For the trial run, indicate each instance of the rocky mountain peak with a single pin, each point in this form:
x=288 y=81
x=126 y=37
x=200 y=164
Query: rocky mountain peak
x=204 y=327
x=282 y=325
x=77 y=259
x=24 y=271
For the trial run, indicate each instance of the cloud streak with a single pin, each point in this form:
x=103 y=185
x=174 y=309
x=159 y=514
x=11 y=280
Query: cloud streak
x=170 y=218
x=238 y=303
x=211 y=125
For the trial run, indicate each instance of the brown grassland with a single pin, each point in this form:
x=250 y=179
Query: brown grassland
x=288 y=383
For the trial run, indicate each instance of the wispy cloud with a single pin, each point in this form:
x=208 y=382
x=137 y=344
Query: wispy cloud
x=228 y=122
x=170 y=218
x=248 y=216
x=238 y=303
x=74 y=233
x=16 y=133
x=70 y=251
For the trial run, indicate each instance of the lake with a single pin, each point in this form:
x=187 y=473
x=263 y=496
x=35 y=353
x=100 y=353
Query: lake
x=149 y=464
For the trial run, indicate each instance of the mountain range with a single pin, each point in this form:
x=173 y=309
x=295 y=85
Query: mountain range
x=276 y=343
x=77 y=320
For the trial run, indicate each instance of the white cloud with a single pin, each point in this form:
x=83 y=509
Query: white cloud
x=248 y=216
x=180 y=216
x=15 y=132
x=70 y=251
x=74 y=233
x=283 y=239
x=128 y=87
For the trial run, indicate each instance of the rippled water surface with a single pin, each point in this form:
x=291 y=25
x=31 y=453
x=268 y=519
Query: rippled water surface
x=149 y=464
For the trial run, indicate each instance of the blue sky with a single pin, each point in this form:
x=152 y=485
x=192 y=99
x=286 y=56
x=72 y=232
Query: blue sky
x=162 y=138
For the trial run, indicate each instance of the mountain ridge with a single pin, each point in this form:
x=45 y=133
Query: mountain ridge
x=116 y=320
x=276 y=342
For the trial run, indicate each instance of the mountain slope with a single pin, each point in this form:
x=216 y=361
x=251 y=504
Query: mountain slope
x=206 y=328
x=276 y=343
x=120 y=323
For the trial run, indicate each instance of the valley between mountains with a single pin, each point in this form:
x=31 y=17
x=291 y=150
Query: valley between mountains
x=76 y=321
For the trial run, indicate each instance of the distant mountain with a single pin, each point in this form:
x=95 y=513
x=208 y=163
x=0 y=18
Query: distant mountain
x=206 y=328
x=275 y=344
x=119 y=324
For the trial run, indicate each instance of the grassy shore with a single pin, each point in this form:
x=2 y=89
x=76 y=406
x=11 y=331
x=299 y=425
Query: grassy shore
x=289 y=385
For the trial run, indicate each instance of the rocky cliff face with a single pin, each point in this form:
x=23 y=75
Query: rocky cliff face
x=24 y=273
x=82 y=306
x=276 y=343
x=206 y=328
==========
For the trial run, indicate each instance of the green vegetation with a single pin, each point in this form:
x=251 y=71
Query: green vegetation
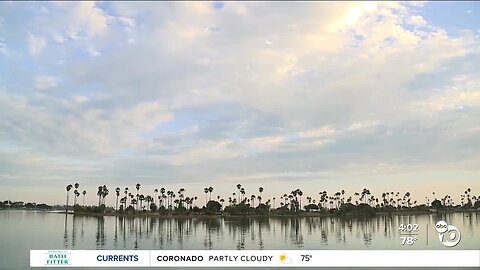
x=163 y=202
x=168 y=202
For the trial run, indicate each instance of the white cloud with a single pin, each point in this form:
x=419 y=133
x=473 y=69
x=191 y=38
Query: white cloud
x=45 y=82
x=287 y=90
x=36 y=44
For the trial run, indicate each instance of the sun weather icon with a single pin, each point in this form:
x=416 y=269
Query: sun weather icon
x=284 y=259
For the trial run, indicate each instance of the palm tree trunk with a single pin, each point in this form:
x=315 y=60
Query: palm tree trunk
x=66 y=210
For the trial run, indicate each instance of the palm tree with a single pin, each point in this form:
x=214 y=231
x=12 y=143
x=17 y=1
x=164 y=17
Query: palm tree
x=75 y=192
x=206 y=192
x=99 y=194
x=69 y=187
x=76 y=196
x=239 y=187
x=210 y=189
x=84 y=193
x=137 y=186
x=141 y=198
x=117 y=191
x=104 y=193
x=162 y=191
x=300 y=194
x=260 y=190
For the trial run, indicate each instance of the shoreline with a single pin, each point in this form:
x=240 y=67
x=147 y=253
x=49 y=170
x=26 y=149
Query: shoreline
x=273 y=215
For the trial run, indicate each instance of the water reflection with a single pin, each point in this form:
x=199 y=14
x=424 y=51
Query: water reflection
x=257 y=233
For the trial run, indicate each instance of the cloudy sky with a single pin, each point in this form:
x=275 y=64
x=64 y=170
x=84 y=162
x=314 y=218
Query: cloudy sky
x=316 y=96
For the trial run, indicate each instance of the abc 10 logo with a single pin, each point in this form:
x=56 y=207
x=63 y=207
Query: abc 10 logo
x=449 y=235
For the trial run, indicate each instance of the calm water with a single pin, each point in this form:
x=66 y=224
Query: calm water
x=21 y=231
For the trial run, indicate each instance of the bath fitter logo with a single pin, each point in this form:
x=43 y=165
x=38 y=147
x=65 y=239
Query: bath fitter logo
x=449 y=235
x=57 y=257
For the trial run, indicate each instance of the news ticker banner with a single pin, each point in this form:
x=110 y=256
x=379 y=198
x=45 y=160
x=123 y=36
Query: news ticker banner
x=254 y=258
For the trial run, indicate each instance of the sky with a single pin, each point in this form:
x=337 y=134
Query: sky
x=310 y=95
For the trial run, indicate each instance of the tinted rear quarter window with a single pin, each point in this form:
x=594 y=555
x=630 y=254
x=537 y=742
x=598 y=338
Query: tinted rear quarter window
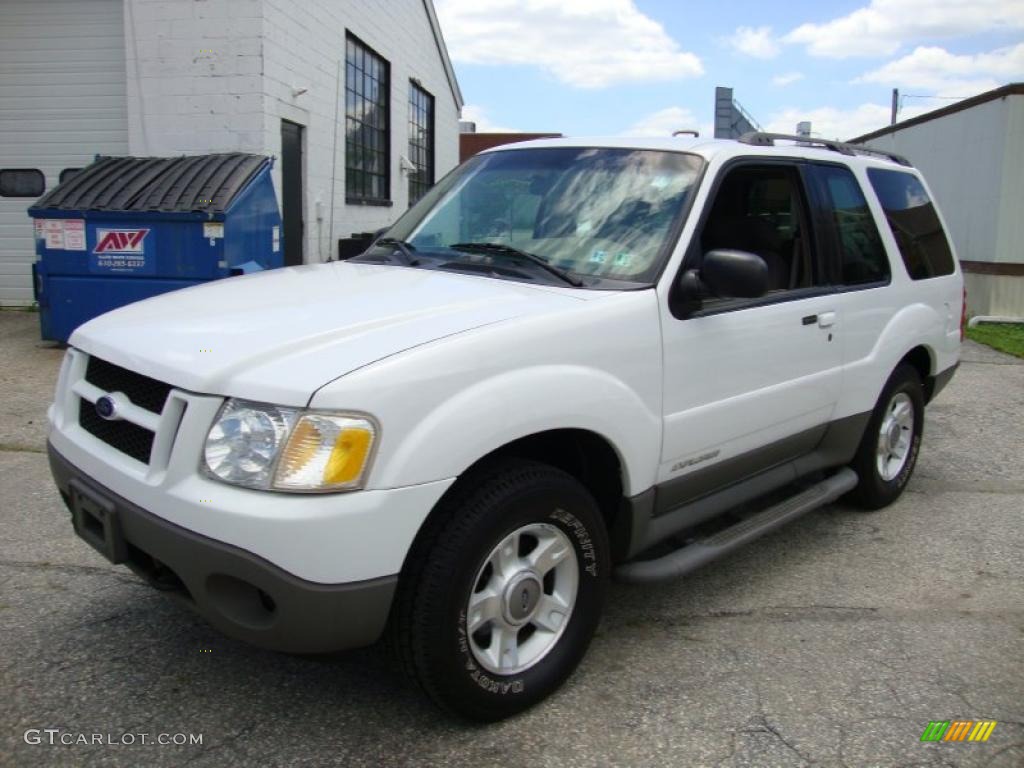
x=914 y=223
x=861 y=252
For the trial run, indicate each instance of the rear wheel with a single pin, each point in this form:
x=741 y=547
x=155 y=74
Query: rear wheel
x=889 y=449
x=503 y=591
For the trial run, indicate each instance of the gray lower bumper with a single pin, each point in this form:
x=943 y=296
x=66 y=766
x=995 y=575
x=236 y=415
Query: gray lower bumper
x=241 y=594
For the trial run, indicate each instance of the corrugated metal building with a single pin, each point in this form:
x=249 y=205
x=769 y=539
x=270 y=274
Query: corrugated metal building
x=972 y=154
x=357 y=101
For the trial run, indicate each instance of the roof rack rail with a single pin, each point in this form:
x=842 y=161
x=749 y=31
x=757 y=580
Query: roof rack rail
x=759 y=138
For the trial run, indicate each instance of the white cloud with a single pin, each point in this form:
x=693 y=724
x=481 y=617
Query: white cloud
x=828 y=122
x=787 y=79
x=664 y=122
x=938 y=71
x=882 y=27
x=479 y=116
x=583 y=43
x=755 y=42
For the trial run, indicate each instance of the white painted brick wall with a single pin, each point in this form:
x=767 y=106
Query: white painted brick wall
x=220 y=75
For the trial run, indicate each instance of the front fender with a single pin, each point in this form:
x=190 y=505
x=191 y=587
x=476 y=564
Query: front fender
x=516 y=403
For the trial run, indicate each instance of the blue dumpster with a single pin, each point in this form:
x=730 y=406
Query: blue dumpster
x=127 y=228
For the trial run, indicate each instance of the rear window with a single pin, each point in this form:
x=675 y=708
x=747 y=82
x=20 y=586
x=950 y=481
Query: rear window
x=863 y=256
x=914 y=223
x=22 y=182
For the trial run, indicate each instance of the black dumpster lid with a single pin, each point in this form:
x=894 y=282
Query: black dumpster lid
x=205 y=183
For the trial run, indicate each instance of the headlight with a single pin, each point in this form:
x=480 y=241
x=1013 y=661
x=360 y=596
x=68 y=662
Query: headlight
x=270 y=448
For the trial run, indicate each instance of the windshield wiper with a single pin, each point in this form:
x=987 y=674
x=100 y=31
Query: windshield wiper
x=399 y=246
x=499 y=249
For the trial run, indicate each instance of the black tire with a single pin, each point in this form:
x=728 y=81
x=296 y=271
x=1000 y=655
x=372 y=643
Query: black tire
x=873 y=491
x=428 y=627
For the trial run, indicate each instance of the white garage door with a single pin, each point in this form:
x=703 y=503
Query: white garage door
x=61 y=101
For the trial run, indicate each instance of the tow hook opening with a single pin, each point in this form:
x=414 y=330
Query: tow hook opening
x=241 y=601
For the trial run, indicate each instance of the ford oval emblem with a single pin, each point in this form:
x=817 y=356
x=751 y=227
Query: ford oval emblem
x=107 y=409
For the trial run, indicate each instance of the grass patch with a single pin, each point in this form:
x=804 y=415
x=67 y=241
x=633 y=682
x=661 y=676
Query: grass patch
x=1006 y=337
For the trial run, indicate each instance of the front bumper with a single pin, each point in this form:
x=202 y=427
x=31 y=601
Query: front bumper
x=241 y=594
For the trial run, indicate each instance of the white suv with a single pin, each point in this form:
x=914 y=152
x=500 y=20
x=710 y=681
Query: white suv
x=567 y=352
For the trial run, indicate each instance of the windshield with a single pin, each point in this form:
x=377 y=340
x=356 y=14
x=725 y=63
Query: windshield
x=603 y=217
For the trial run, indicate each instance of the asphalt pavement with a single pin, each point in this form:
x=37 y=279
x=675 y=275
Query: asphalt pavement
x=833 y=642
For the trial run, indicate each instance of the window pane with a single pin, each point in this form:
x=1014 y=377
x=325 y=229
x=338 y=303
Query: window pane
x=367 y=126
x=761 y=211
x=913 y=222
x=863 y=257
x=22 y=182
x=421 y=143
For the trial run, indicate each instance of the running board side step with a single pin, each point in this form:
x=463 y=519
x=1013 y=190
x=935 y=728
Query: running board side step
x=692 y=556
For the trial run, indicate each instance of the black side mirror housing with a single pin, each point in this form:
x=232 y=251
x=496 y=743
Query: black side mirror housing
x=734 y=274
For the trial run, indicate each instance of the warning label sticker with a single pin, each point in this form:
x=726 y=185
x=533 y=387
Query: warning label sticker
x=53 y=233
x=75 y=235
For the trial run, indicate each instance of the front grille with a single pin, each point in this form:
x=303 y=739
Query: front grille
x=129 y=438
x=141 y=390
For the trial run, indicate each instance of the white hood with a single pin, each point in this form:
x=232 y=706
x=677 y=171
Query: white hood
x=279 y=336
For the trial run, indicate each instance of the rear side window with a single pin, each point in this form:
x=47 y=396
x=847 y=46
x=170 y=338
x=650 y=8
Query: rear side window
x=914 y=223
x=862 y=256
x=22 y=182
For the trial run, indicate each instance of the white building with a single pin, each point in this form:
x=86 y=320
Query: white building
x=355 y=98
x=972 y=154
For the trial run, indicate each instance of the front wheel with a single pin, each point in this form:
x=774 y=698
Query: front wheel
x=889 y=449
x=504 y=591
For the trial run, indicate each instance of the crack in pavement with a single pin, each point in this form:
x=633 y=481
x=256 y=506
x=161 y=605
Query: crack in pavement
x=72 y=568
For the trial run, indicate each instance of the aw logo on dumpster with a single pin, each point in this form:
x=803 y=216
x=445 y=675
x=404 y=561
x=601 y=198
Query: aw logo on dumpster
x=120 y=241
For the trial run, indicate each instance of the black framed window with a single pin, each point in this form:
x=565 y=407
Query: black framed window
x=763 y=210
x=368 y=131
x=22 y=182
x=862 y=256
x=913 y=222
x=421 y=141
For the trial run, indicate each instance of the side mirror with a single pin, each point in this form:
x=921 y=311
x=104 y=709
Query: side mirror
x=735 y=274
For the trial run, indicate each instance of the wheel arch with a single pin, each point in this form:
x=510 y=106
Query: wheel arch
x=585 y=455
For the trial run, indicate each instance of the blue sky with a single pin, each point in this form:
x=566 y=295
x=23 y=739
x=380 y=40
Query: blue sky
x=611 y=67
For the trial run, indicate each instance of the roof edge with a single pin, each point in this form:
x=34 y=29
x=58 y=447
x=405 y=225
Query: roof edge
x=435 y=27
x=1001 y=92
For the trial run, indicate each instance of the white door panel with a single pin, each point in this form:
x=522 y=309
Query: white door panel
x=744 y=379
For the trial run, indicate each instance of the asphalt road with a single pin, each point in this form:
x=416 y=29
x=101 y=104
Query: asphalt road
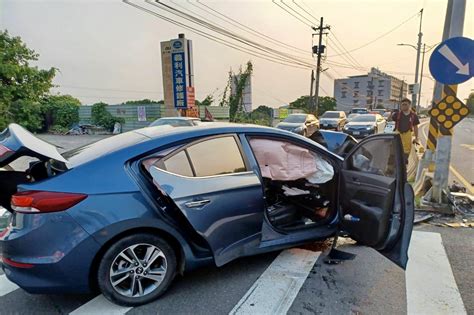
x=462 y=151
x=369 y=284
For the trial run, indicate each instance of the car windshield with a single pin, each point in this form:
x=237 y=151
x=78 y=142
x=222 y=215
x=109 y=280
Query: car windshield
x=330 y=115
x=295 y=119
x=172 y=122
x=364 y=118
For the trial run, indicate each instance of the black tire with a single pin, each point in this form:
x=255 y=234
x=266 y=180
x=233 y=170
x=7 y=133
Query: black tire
==========
To do: Starting at the line above that contains "For the trial run, indicate each instance of the windshield with", repeat each line exactly up to and including the line that contains "x=463 y=519", and stop there.

Exercise solution:
For the trial run, indicate each instance of the windshield with a single pin, each point in this form:
x=377 y=340
x=356 y=14
x=725 y=63
Query: windshield
x=603 y=217
For the trial run, indicate each instance of the asphalt pavement with a single pin, each point in this form:
x=37 y=279
x=675 y=275
Query: asphalt pavement
x=833 y=642
For the trial run, indicate each instance of the window pane with a single pin, each point in this form:
x=1014 y=377
x=325 y=229
x=338 y=303
Query: window pane
x=367 y=126
x=761 y=211
x=913 y=222
x=863 y=257
x=22 y=182
x=421 y=143
For the trial run, indicate each instance of the running board side step with a single pin, each point in this form:
x=463 y=519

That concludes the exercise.